Locate each line of the records below that contains the string "plank" and copy those lines out in full. The match is case-sensitive.

--- Start of PROVIDED ENTRIES ---

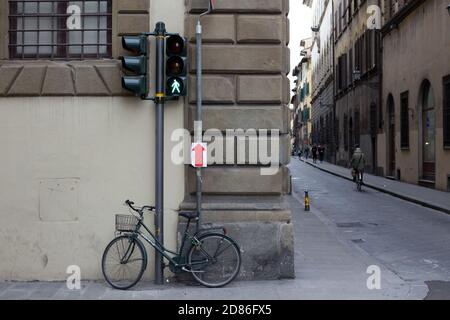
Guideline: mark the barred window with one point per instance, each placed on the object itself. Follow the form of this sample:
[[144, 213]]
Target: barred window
[[60, 29]]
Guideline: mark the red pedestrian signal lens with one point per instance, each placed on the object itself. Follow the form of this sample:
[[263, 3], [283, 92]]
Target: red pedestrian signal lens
[[175, 45], [175, 65]]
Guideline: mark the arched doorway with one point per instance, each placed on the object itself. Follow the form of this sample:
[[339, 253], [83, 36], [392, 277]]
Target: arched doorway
[[428, 133], [391, 136]]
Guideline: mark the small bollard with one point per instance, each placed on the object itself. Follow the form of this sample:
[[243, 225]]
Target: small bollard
[[307, 207]]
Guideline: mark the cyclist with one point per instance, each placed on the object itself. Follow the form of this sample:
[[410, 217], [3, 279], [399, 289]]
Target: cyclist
[[358, 163]]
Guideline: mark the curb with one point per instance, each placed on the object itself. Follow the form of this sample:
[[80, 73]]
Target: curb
[[391, 193]]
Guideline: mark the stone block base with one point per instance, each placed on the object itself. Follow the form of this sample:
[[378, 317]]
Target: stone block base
[[265, 237]]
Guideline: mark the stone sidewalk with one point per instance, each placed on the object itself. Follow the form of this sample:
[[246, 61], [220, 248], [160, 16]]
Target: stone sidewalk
[[433, 199], [327, 266]]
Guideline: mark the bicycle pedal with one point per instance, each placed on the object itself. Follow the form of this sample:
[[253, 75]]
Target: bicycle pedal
[[190, 271]]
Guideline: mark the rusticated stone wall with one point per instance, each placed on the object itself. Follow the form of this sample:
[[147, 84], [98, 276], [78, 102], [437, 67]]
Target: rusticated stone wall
[[245, 63]]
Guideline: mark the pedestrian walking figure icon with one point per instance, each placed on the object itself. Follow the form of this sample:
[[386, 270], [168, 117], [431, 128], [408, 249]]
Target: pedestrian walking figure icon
[[176, 87]]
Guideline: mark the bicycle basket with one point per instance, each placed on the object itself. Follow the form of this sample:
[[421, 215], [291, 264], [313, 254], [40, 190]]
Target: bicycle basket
[[126, 223]]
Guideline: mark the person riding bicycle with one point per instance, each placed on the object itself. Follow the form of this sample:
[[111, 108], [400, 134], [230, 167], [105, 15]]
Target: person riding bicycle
[[358, 162]]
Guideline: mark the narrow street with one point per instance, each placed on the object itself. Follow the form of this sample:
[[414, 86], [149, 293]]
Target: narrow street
[[344, 234], [409, 240]]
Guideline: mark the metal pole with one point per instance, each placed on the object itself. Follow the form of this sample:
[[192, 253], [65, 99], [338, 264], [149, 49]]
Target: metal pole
[[198, 128], [160, 32], [198, 125]]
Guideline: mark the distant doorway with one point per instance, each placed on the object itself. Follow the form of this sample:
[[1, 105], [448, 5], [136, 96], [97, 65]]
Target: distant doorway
[[428, 133], [391, 136]]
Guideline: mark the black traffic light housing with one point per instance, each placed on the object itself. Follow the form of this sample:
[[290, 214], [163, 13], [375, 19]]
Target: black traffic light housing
[[137, 65], [176, 66]]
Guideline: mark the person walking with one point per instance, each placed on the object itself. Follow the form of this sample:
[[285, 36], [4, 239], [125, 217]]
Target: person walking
[[358, 163], [314, 153]]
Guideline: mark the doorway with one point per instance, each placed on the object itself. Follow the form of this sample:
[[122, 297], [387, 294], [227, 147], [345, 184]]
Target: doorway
[[391, 136], [428, 133]]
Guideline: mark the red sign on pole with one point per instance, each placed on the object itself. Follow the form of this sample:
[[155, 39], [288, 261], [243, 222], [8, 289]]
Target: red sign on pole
[[199, 155]]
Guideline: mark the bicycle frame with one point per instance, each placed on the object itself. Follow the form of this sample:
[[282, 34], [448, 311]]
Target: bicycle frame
[[153, 241]]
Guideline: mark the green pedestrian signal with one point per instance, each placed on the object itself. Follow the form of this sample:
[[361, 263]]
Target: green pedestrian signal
[[176, 66], [175, 86], [136, 77]]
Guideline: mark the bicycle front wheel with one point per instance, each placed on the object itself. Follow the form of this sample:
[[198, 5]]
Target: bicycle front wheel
[[124, 261], [216, 261]]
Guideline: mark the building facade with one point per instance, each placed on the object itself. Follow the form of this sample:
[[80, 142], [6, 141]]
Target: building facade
[[415, 136], [75, 145], [357, 79], [302, 99], [322, 96]]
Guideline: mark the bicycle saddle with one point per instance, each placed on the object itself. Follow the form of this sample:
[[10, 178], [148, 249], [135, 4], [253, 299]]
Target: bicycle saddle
[[189, 214]]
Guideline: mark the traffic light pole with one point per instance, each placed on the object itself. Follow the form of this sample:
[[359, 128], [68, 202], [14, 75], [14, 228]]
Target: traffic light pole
[[160, 33], [198, 128], [198, 124]]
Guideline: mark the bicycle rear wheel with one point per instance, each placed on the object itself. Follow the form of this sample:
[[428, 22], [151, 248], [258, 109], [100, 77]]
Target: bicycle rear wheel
[[216, 261], [124, 262]]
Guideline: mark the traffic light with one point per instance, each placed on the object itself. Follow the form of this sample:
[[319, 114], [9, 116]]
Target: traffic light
[[176, 66], [137, 65]]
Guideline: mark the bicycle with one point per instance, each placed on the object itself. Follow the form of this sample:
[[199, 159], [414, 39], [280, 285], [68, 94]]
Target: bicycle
[[213, 258]]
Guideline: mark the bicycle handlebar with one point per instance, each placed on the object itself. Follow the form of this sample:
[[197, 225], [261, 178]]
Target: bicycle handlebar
[[140, 211]]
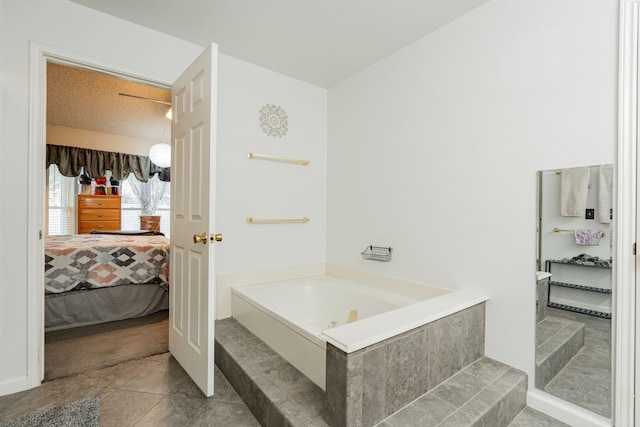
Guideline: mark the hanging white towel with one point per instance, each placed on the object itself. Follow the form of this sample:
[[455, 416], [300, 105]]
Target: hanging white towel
[[605, 189], [574, 186]]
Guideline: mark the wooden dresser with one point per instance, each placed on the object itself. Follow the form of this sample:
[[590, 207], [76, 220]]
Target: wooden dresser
[[98, 213]]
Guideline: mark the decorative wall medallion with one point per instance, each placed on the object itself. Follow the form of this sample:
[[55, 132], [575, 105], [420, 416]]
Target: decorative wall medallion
[[273, 120]]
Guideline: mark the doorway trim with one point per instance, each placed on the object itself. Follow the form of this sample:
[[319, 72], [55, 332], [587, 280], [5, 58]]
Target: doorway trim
[[40, 54], [625, 217]]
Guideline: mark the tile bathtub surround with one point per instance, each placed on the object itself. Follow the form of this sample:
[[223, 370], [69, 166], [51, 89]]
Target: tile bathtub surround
[[366, 386]]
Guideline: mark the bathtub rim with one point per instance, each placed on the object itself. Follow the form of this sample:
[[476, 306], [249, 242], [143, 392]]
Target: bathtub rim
[[352, 337], [356, 336]]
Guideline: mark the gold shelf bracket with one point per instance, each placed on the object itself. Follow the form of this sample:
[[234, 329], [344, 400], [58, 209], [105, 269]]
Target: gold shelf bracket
[[278, 159], [251, 220]]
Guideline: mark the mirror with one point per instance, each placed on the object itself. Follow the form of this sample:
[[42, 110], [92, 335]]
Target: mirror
[[574, 285]]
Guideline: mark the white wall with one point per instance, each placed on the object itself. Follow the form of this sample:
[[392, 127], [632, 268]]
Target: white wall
[[434, 150], [268, 189], [161, 58]]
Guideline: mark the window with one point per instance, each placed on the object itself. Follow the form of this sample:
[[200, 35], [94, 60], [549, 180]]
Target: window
[[61, 201], [132, 206], [61, 210]]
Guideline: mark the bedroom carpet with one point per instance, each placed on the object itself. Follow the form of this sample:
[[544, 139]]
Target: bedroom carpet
[[81, 413], [73, 351]]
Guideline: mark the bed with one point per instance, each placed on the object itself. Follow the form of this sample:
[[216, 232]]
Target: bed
[[97, 278]]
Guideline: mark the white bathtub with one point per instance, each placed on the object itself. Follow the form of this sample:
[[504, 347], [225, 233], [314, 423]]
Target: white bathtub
[[297, 317]]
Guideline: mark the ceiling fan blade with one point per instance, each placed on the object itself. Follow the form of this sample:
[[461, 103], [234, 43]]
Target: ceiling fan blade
[[146, 99]]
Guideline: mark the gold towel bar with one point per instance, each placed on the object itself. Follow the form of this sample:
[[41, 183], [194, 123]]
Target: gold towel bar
[[278, 159], [251, 220]]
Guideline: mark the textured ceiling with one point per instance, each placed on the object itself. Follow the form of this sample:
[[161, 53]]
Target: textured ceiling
[[320, 42], [82, 99]]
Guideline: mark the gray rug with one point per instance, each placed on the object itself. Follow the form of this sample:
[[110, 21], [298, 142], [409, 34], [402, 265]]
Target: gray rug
[[79, 350], [81, 413]]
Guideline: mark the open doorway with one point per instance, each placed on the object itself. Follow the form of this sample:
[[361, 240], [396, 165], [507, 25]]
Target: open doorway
[[106, 301]]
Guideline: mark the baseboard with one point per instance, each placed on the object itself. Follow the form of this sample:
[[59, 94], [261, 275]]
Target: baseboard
[[564, 411], [14, 386]]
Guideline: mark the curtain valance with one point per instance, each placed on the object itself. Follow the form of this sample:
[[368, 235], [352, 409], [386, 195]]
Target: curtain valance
[[71, 160]]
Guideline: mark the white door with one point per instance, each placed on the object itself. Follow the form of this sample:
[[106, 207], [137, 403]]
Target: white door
[[192, 276]]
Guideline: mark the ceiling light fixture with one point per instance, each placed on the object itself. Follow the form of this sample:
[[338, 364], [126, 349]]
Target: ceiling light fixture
[[160, 154]]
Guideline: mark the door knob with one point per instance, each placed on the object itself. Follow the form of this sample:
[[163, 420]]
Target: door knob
[[200, 238]]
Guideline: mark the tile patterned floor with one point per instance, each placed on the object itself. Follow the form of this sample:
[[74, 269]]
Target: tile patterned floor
[[586, 379], [154, 391]]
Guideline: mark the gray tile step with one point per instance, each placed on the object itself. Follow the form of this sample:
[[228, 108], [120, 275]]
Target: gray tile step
[[558, 341], [529, 417], [485, 393], [276, 393]]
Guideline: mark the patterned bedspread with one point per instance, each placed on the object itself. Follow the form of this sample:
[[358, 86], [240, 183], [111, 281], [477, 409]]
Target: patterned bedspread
[[89, 261]]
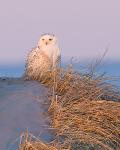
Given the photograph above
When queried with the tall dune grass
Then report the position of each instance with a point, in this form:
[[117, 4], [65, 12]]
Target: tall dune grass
[[81, 111]]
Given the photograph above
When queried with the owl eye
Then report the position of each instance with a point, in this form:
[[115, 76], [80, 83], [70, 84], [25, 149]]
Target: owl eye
[[50, 39]]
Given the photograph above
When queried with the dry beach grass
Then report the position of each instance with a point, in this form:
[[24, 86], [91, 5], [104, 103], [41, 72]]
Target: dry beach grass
[[81, 112]]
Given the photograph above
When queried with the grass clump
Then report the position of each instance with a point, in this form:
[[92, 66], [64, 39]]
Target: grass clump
[[82, 111]]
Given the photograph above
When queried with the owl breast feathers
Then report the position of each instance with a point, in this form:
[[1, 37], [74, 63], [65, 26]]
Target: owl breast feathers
[[43, 58]]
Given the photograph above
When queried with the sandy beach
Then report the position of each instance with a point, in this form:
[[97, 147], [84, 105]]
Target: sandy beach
[[22, 106]]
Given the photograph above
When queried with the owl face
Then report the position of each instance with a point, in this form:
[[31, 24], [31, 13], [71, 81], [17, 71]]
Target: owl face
[[47, 40]]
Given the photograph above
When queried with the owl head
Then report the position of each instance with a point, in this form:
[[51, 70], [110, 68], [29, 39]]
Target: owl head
[[47, 40]]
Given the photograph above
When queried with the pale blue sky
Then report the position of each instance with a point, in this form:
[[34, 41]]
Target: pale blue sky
[[85, 28]]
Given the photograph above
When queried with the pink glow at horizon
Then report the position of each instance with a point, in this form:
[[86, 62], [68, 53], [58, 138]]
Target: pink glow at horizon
[[84, 28]]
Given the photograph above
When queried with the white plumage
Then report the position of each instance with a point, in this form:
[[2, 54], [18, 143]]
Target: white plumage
[[44, 57]]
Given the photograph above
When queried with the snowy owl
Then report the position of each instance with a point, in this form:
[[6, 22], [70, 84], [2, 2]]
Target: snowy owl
[[45, 57]]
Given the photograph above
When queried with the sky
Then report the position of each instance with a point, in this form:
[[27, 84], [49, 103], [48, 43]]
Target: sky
[[85, 28]]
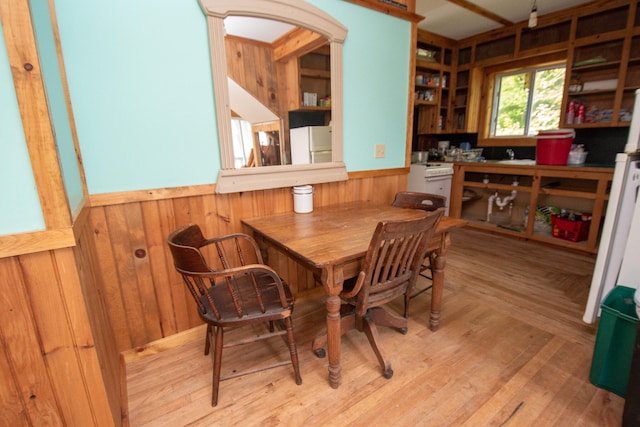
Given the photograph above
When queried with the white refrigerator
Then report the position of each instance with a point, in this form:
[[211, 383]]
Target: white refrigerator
[[310, 144], [618, 259]]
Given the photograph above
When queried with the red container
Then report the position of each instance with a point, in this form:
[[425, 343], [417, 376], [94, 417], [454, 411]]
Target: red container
[[553, 146], [566, 229]]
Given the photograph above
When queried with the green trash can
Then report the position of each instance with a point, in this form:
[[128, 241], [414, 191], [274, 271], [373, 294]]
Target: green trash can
[[615, 341]]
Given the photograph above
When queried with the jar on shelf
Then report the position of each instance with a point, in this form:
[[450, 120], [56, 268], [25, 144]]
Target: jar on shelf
[[576, 84]]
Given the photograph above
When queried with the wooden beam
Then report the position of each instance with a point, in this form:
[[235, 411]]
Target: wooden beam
[[32, 101], [296, 43], [481, 11]]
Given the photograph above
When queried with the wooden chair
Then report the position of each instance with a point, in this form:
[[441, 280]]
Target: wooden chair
[[426, 202], [390, 270], [234, 289]]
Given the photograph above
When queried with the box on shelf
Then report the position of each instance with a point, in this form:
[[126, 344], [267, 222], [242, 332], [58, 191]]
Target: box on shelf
[[574, 230]]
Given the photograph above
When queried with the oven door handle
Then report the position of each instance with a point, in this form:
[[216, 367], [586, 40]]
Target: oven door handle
[[437, 177]]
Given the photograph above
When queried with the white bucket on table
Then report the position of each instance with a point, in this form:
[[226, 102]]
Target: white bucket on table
[[303, 199]]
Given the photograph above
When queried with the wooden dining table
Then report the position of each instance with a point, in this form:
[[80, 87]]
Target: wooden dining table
[[332, 241]]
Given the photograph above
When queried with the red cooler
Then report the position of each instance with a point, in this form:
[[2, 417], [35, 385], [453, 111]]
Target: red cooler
[[553, 146]]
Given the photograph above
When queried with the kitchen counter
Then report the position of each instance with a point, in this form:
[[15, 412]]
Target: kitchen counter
[[587, 167], [578, 188]]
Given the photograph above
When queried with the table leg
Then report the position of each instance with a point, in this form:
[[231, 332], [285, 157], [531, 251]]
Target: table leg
[[332, 280], [438, 264]]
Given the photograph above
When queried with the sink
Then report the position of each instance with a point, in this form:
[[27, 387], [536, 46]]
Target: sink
[[518, 162]]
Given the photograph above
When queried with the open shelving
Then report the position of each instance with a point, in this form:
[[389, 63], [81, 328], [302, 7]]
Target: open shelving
[[579, 189]]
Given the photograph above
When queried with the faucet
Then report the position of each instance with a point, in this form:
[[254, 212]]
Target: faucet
[[511, 154]]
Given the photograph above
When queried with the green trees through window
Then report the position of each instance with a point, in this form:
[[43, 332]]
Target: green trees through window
[[527, 101]]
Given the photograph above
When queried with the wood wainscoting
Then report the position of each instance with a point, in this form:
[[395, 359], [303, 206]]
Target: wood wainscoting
[[68, 313], [145, 298]]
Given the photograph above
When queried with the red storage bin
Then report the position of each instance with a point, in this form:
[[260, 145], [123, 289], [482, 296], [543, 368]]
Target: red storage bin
[[572, 230], [553, 146]]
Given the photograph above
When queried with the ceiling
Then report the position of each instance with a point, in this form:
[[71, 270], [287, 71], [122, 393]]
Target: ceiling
[[458, 19], [455, 19]]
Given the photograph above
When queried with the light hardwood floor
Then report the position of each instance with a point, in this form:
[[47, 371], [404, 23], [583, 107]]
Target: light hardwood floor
[[512, 350]]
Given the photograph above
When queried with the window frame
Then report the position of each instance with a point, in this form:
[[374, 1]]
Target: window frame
[[532, 72], [487, 100]]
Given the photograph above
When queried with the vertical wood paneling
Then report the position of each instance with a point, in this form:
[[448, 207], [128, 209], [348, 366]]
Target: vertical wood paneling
[[106, 369], [49, 367], [106, 272], [50, 315], [145, 297], [126, 274], [21, 345], [154, 231]]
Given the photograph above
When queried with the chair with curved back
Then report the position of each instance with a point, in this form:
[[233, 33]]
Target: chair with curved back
[[425, 202], [233, 289], [390, 270]]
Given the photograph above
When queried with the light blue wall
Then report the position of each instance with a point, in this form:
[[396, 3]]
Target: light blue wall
[[140, 82], [57, 102], [20, 207], [141, 90], [376, 81]]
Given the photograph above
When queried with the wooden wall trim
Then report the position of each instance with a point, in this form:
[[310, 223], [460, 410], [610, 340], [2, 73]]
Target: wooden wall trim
[[44, 240], [32, 101], [37, 241], [106, 199], [392, 10]]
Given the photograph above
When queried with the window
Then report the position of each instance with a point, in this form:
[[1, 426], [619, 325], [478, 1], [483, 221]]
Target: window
[[527, 101]]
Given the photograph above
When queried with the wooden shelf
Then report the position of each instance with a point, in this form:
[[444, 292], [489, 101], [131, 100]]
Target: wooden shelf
[[581, 189]]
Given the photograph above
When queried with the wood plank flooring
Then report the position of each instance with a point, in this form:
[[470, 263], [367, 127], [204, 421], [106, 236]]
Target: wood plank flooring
[[512, 350]]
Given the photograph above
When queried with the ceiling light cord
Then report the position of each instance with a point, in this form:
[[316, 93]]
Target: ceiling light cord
[[533, 16]]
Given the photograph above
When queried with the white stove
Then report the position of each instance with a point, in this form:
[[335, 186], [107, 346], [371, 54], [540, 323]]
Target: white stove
[[432, 178]]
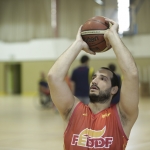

--- End of PROVIDED ENTRIES ---

> _EXPECTED ANSWER_:
When queried with the wood plank flooring
Target: wood plank flooring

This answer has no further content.